=== READING TEXT ===
Prof Wojciech Jurczak speaks to ecancer about the results from the BRUIN CLL-313 trial, which evaluated pirtobrutinib in treatment-naïve patients with chronic lymphocytic leukaemia (CLL) or small lymphocytic lymphoma (SLL), presented at ASH 2025.

Prof Jurczak reports that pirtobrutinib significantly improved progression-free survival (PFS) compared to bendamustine plus rituximab, with a 24-month PFS rate of 93.4% for pirtobrutinib versus 70.7% for BR. Pirtobrutinib also demonstrated consistent PFS benefits across key subgroups, including those with mutated or unmutated IGHV.

He highlights that pirtobrutinib had a manageable safety profile with low rates of treatment discontinuation and atrial fibrillation/flutter. Despite some immature overall survival data, a trend favouring pirtobrutinib was observed, supporting its potential as a new standard-of-care treatment for untreated CLL/SLL, especially in older patients.

Click here for more expert commentary on this topic.

Thanks for asking about the BRUIN CLL-313 study. It was a randomised multicentre protocol where we took 280 treatment naïve chronic lymphocytic leukaemia patients with indications for [??] according to IWCLL 2018 criteria, excluding those with 17p deletion. We randomised them against chemoimmunotherapy, which at the time we planned the study was allowed as one of the options – it was bendamustine/rituximab – versus pirtobrutinib once daily. Again, at the time we planned the study monotherapy with BTK inhibitors was fully justified to the majority of patients.

What was the study design?

Our primary target was the progression free survival assessed by independent revision committee. The key secondary target was overall survival followed by safety.

I’m glad to say that the study was positive, it has a statistically significant and, perhaps more important, clinically meaningful progression free survival difference. At two years we had 94 patients progression free in the pirtobrutinib arm versus 70 in bendamustine/rituximab. Even more important, the hazard ratio was 0.2, which was one of the highest achieved with a monotherapy with BTK inhibitor against bendamustine/rituximab, and that meant an over 80% reduction of progression or death.

What is the clinical significance of these results?

=== MATERIAL SUPPLIED ===
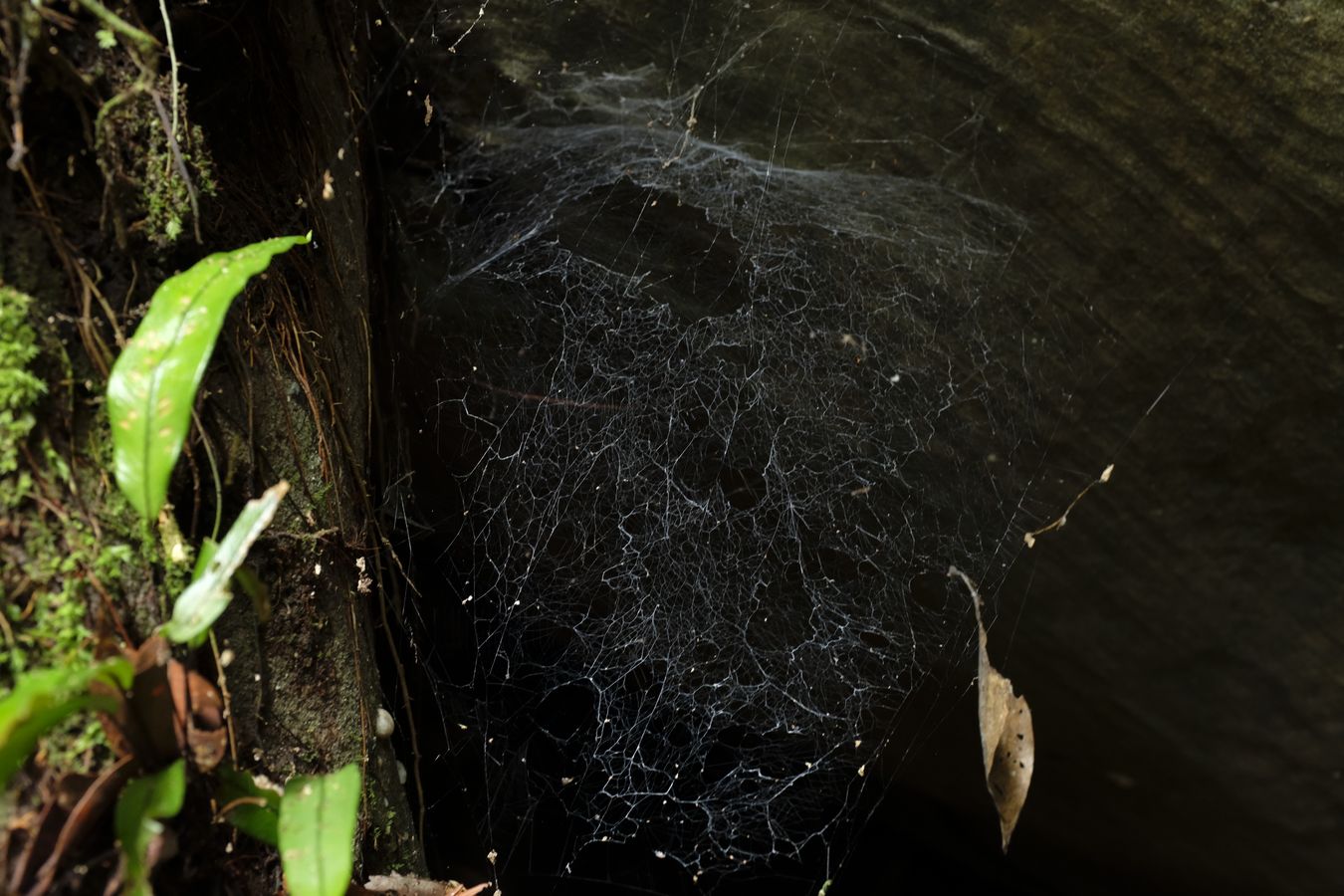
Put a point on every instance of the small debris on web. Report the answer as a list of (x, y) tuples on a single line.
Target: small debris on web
[(1029, 539)]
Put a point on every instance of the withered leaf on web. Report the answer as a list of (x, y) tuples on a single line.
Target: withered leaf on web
[(1007, 742), (405, 885)]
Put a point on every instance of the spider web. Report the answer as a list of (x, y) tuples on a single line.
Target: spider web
[(711, 423)]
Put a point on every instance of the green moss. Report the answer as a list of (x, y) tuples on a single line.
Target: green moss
[(19, 388), (144, 168)]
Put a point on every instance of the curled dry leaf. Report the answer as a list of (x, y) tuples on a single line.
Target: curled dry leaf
[(407, 885), (1007, 742), (169, 711)]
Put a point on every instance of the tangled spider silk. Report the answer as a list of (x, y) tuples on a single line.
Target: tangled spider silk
[(710, 418)]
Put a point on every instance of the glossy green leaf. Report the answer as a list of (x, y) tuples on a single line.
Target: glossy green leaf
[(153, 383), (206, 598), (43, 699), (318, 819), (136, 821), (248, 806)]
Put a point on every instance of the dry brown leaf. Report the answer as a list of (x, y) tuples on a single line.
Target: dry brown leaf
[(407, 885), (1007, 742)]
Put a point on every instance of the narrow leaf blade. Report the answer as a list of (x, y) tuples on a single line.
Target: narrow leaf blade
[(318, 818), (153, 384), (140, 807), (43, 699), (206, 598)]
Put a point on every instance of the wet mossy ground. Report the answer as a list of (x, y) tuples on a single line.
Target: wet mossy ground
[(119, 181)]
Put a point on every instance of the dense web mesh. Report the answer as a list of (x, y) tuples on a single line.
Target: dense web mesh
[(710, 419)]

=== EXERCISE OBJECTIVE ===
Rewrite the paragraph of the pirtobrutinib trial text that begins "Prof Jurczak reports that pirtobrutinib" as a short bulleted list that keeps its main facts.

=== ANSWER FOR THE TASK ===
- Pirtobrutinib significantly improved progression-free survival (PFS) compared with bendamustine plus rituximab (BR).
- The 24-month PFS rate was 93.4% with pirtobrutinib and 70.7% with BR.
- The PFS benefit was consistent across key subgroups, including patients with mutated or unmutated IGHV.